__Job 1__: Reproduce the passage about the Saint Laurent film verbatim.

— Begin Source —

It was exactly that multi-faceted love that moved director Lespert and convinced him to take on the project. At a round table interview at the Trump Hotel SoHo with his lead actor, the lightly-bearded and affable French director sits cheerfully puffing on an electronic cigarette explaining his primary motivation for making the film.

“When I saw the documentary (L’amour fou) I was just very moved by how much these guys loved each other,” he says, “I wanted to make a really great romance movie.”

When Niney, who’s thin face, narrow features, and extremely thick mop of hair do in fact eerily resemble that of the character he portrays, did not consider the world of fashion to be a traditional art form when he first signed on to play the coveted role, but he quickly became amazed by the care, work ethic, and skill that designers like Saint Laurent and others employ.

“When I first got the role I was thinking, ‘It’s just a fucking dress,'” he says laughing, “After months of preparation working with a stylist who explained to me how a fashion house runs and the process of making a dress. I developed a respect for the patience and skill it takes to design these dresses.”

Niney is a revelation in the film, and typecasting aside, it could be a huge crossover performance for him. He draws on all the dichotomies within Saint Laurent’s character. The genius and the spite, the sweetness and the malice, and the early sobriety followed up by his hard-partying and hard-drugging later days. You see him treat his early muse Victoire Douteleau, played by Charlotte le Bon, with sweetness and respect one scene and vitriol and venom the next.

— End Source —
— Begin Provided information —

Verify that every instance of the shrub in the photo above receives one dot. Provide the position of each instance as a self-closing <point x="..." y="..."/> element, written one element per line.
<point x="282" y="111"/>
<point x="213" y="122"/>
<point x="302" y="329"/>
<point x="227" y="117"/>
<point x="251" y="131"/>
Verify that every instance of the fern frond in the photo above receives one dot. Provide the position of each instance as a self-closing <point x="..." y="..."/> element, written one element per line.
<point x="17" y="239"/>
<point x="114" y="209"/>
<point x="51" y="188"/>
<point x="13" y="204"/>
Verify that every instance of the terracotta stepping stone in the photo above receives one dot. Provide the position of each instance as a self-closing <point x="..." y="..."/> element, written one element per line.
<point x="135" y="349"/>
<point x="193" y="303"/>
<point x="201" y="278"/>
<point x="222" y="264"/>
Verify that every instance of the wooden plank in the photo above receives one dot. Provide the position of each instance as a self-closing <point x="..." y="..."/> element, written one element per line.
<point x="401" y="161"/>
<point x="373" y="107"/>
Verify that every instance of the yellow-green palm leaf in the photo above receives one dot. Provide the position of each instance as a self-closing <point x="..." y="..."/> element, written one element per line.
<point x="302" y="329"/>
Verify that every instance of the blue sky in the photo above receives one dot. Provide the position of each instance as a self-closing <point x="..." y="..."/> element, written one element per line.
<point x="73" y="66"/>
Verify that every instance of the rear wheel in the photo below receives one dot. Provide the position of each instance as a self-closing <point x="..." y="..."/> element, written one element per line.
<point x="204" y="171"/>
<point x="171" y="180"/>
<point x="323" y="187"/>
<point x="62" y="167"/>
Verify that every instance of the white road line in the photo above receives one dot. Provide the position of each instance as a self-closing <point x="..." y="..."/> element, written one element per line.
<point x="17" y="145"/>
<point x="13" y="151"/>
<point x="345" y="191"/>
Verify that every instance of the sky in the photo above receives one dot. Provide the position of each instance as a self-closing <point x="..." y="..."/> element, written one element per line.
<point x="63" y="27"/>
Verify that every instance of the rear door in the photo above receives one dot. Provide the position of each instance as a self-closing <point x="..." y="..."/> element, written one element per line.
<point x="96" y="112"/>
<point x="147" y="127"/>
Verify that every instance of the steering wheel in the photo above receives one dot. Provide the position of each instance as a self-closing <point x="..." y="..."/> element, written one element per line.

— End Provided information —

__Job 2__: In the listing, take the lines from the one containing "Verify that every instance of the rear wheel" through the end, inclusive, and update them by replacing "one dot" with "a single dot" while leaving all else unchanged. Return only those lines.

__Written reply 1__:
It was exactly that multi-faceted love that moved director Lespert and convinced him to take on the project. At a round table interview at the Trump Hotel SoHo with his lead actor, the lightly-bearded and affable French director sits cheerfully puffing on an electronic cigarette explaining his primary motivation for making the film.

“When I saw the documentary (L’amour fou) I was just very moved by how much these guys loved each other,” he says, “I wanted to make a really great romance movie.”

When Niney, who’s thin face, narrow features, and extremely thick mop of hair do in fact eerily resemble that of the character he portrays, did not consider the world of fashion to be a traditional art form when he first signed on to play the coveted role, but he quickly became amazed by the care, work ethic, and skill that designers like Saint Laurent and others employ.

“When I first got the role I was thinking, ‘It’s just a fucking dress,'” he says laughing, “After months of preparation working with a stylist who explained to me how a fashion house runs and the process of making a dress. I developed a respect for the patience and skill it takes to design these dresses.”

Niney is a revelation in the film, and typecasting aside, it could be a huge crossover performance for him. He draws on all the dichotomies within Saint Laurent’s character. The genius and the spite, the sweetness and the malice, and the early sobriety followed up by his hard-partying and hard-drugging later days. You see him treat his early muse Victoire Douteleau, played by Charlotte le Bon, with sweetness and respect one scene and vitriol and venom the next.

__Written reply 2__:
Verify that every instance of the rear wheel in the photo below receives a single dot. Provide the position of each instance as a self-closing <point x="..." y="..."/> element, written one element per line.
<point x="204" y="171"/>
<point x="171" y="180"/>
<point x="323" y="187"/>
<point x="62" y="167"/>
Verify that every instance of the white road line in the photo above receives a single dot. Provide the position of each instance as a self-closing <point x="..." y="..."/> element, written one element per line.
<point x="17" y="145"/>
<point x="13" y="151"/>
<point x="345" y="191"/>
Verify that every instance of the sky in the photo above receives a single dot. Provide the position of each instance as a self-closing <point x="..." y="..."/> element, written one element per line.
<point x="63" y="27"/>
Verify that every instance of the rear door in the photo above receives a single dot. Provide the position of each instance as a self-closing <point x="..." y="..."/> element, written one element per line.
<point x="96" y="112"/>
<point x="147" y="127"/>
Verify that every instance of the steering wheel in the photo above receives a single dot. Provide the position of each instance as a self-closing <point x="..." y="..."/> element, written one element per line.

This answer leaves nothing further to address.